┌──
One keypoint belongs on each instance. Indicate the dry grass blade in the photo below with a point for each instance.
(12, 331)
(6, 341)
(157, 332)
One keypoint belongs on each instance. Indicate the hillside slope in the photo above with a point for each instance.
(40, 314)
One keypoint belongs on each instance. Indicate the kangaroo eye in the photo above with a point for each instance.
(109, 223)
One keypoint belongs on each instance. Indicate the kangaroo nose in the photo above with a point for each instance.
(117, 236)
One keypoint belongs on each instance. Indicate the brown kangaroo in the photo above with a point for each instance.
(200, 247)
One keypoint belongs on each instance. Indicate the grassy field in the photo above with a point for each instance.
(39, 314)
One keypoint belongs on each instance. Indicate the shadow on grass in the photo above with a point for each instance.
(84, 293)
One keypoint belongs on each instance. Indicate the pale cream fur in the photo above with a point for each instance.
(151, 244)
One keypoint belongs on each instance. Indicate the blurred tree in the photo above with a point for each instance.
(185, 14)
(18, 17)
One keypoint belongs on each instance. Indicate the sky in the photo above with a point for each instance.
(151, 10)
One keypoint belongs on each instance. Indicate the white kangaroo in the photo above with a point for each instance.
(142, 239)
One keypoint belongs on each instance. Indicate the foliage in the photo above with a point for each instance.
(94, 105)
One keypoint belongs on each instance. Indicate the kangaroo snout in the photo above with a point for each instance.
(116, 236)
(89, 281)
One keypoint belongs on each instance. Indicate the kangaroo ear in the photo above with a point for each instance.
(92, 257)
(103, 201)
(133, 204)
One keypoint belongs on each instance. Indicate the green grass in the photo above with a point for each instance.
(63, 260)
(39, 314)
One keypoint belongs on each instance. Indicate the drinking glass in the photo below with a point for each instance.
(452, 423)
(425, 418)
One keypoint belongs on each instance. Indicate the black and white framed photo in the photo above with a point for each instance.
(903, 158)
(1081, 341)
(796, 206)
└──
**Stated exercise:** Copy the lines of the material from the line with "One keypoint belongs on each instance. Indicate the green" through the end of the material, substituting "marker" for "keypoint" and leaving everything else unchanged.

**In response:**
One marker belongs on each instance. Indicate the green grass in the photo above with a point for each instance.
(63, 260)
(39, 314)
One marker belongs on each instance. Indicate the drinking glass in the photo below with a point for each instance.
(452, 423)
(425, 418)
One marker belongs on each instance. Indicate the black and white framed photo in the photo above with a point for each instance.
(903, 158)
(1081, 341)
(796, 206)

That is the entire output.